## Instructions for the task
Pull every line with the word "yellow" out of the entries below.

## Data shown
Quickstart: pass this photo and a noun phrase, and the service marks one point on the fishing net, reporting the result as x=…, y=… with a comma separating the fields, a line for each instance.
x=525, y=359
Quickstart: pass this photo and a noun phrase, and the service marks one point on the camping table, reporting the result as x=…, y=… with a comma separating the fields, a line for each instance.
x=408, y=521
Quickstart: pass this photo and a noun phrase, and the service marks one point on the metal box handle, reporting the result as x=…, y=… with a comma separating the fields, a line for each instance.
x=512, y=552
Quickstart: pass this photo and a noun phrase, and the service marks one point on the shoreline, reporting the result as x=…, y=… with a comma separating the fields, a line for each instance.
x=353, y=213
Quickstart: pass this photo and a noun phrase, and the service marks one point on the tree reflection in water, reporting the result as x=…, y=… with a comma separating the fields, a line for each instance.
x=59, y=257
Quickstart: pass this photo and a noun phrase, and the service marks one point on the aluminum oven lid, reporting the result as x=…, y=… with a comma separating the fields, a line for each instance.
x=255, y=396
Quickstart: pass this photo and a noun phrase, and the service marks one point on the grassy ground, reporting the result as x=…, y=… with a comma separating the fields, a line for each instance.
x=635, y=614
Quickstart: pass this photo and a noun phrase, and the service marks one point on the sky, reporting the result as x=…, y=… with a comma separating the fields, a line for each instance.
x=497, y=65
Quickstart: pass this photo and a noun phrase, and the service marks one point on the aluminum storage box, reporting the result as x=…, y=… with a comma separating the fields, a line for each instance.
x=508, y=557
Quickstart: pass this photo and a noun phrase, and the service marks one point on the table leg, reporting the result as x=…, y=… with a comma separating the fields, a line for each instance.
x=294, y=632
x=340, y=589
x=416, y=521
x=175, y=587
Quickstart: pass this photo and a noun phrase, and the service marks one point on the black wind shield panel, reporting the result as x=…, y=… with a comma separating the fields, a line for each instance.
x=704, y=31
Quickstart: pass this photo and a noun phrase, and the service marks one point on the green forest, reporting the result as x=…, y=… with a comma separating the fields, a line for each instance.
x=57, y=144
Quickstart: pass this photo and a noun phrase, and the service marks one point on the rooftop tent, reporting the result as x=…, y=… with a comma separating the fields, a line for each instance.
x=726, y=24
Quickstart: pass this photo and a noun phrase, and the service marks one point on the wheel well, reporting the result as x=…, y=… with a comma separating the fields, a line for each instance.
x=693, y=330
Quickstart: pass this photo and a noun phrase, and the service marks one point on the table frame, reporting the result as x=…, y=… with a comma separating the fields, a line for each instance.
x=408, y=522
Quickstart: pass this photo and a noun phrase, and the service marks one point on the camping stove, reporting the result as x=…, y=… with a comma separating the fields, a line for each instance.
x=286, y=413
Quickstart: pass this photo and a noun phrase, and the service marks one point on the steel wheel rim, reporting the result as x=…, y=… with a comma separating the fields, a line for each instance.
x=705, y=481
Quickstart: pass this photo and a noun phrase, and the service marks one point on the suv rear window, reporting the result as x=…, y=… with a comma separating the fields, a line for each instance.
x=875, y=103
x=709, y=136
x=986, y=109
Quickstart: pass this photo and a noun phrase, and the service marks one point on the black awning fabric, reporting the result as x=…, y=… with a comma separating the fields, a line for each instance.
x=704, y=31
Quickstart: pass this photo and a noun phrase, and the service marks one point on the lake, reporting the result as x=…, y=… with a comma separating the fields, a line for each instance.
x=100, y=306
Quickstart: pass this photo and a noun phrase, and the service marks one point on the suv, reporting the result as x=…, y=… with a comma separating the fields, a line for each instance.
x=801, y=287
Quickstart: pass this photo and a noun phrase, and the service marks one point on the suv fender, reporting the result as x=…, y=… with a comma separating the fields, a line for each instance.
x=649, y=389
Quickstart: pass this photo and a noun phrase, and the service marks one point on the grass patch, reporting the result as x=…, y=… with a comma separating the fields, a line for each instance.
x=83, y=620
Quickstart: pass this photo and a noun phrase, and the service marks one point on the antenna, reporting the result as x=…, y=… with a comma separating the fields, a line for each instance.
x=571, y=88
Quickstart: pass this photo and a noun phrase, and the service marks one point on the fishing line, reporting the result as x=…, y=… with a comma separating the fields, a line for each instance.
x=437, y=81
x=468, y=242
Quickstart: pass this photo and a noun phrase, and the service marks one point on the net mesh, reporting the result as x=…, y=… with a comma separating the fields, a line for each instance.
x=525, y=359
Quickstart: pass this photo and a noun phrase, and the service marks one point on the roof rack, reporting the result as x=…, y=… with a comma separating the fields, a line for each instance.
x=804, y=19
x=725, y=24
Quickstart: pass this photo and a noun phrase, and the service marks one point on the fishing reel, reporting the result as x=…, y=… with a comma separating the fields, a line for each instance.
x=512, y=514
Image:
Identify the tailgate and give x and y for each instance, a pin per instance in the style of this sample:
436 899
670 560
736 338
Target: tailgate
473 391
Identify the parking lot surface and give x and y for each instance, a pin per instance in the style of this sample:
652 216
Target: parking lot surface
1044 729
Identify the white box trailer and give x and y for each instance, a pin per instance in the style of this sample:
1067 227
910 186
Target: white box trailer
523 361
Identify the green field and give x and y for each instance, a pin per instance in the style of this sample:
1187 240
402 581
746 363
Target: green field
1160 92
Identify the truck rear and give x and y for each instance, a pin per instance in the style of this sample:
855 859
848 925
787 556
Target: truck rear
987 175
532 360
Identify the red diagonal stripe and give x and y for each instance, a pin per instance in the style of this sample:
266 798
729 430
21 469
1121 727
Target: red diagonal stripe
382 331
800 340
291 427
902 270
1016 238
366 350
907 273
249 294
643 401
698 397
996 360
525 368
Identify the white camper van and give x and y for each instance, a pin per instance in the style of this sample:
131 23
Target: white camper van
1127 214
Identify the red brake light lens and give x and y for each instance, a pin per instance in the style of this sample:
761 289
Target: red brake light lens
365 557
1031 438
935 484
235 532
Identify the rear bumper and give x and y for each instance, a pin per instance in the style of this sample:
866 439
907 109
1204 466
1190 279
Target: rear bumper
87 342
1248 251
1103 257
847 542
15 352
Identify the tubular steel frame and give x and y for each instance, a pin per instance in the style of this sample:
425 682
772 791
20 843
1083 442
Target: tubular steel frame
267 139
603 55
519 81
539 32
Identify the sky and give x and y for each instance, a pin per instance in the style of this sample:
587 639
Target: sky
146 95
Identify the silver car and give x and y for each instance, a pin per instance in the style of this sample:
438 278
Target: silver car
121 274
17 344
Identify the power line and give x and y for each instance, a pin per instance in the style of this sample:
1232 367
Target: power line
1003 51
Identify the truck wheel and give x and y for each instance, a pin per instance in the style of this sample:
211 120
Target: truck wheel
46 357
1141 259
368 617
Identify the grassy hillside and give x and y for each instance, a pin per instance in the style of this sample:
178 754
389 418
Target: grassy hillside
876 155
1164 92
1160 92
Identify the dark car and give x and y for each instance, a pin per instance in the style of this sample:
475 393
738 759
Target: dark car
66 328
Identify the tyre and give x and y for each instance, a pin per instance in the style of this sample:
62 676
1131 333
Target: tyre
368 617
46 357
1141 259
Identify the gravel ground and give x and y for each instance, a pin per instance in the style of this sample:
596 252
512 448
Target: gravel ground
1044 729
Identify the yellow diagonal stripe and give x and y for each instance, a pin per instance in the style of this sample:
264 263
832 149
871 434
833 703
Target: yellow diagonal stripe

## Written solution
Identify the yellow diagonal stripe and give x and y for each instance, a pin per instance in the style of this sample:
Target: yellow diagonal stripe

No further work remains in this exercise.